Passage shown »
Once you have gotten started with Expression Studio after reading this book, you can take some online tutorials on more specific subjects.

Microsoft Expression Virtual Labs

(http://msdn2.microsoft.com/en-us/virtuallabs/aa740378.aspx): The name of this site is a bit misleading: There are only four virtual labs, and they are all about Expression Web. However, the four labs are good starting points for working with CSS and ASP.NET 2.0.

Lynda.com

(http://www.lynda.com): Well-known graphic designer Lynda Weinmann helped present Expression Web when the product was first introduced. Her Web site contains a variety of online tutorials on Expression Web, Design, and Blend. There are many programs represented, and this site can be very informative. To fully take advantage of this site, you need to become a paid subscriber.

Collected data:
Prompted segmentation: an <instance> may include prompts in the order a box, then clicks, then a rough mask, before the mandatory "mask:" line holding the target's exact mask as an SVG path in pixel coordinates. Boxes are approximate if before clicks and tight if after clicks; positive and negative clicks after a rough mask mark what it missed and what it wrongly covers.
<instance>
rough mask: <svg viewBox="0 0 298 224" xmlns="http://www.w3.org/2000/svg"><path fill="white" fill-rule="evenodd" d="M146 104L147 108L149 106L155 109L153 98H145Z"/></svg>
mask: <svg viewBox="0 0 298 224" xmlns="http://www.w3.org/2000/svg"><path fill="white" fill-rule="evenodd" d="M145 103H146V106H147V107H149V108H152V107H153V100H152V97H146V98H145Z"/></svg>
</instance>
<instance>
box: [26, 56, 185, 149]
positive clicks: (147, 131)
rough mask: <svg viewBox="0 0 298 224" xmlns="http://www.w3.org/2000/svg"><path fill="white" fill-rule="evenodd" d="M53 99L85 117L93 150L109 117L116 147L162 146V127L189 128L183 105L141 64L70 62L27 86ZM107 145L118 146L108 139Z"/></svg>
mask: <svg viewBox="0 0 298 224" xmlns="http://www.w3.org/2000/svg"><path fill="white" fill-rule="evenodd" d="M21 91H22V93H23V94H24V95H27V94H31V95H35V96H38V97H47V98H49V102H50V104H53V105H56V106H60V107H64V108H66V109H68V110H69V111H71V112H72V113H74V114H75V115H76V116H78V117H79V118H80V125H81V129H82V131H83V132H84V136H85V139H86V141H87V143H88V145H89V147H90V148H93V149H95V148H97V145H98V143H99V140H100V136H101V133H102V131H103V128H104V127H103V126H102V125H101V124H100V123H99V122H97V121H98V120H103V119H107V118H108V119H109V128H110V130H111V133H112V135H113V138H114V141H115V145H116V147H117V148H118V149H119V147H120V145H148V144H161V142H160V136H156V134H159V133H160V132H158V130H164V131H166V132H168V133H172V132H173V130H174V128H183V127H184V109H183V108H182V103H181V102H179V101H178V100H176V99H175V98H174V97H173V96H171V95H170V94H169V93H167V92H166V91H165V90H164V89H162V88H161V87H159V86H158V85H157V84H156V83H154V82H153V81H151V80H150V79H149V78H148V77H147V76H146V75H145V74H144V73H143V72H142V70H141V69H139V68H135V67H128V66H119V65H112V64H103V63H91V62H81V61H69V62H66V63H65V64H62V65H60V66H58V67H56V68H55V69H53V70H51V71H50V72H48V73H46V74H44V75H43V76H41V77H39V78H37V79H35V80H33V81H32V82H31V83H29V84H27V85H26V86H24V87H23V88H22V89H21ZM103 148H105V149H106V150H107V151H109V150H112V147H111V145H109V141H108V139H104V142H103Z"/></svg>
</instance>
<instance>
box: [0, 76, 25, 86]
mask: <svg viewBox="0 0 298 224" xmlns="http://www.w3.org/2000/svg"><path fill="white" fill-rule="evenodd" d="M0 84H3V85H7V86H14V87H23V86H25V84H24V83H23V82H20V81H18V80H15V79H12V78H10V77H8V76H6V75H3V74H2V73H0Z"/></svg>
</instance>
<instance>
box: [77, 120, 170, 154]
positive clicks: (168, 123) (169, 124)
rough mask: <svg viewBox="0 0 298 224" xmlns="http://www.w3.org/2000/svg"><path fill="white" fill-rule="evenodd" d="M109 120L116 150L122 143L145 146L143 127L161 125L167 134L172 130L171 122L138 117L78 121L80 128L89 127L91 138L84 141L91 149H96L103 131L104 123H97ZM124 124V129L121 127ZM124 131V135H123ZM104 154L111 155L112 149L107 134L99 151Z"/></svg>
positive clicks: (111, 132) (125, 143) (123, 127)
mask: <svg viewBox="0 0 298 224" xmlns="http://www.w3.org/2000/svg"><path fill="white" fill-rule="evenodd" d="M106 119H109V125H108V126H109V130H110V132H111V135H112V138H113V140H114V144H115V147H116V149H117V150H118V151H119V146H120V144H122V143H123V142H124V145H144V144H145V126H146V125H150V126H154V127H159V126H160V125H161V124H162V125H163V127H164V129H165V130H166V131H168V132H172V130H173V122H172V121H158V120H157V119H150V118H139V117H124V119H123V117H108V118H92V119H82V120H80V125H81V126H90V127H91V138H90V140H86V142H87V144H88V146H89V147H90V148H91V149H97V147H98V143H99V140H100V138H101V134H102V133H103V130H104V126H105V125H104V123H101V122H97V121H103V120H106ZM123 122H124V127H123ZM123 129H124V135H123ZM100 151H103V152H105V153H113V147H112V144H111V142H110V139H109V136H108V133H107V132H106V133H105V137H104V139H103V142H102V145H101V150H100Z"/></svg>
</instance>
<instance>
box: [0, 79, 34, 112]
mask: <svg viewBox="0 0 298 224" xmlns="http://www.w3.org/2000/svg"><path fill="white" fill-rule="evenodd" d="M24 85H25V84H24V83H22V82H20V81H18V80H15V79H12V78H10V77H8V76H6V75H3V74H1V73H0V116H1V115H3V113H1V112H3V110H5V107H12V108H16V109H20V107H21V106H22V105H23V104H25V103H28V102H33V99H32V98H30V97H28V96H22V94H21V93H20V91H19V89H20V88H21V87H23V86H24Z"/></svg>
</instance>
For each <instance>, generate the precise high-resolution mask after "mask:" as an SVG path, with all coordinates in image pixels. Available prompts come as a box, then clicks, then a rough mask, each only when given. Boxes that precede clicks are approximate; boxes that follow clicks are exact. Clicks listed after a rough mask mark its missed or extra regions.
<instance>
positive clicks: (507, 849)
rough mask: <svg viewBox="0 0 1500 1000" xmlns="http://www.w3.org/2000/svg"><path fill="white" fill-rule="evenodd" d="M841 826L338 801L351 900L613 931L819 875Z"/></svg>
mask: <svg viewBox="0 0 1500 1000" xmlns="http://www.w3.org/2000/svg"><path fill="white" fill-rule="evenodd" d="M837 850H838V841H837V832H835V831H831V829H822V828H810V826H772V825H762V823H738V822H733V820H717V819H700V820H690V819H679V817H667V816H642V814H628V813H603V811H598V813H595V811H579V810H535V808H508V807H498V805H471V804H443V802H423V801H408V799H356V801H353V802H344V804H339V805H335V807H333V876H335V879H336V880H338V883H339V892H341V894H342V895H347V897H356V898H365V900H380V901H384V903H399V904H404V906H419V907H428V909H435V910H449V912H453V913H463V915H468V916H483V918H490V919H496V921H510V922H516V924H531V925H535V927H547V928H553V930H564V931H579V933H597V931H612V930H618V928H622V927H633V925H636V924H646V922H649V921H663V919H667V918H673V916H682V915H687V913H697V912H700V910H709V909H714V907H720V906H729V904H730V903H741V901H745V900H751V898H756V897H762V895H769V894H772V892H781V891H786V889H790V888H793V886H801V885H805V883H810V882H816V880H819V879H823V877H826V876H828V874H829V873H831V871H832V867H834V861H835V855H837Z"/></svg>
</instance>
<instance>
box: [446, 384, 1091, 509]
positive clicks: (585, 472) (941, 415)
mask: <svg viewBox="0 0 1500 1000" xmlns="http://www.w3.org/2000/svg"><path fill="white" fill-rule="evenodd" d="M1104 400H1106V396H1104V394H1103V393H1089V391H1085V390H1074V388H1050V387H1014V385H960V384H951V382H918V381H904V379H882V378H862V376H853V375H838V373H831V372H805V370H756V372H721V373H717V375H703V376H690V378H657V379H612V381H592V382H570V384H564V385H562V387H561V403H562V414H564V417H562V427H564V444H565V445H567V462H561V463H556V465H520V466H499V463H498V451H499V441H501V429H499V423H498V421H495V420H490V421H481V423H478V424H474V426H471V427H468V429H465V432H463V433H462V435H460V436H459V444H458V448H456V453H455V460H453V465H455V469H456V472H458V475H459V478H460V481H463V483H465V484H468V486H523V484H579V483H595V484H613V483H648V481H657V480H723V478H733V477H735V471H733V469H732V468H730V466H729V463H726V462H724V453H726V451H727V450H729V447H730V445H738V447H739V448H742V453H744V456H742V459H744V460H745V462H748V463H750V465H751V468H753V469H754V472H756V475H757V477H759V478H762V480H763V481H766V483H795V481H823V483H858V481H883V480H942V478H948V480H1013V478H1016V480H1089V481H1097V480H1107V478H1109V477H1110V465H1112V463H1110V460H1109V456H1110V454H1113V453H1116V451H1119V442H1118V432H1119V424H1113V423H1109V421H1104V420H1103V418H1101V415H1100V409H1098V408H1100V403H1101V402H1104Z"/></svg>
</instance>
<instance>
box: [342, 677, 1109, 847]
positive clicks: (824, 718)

What to work on » Repeat the part of the passage about Expression Studio tutorials from "Once you have" up to and including "and ASP.NET 2.0.". Rely only on the passage about Expression Studio tutorials.

Final answer »
Once you have gotten started with Expression Studio after reading this book, you can take some online tutorials on more specific subjects.

Microsoft Expression Virtual Labs

(http://msdn2.microsoft.com/en-us/virtuallabs/aa740378.aspx): The name of this site is a bit misleading: There are only four virtual labs, and they are all about Expression Web. However, the four labs are good starting points for working with CSS and ASP.NET 2.0.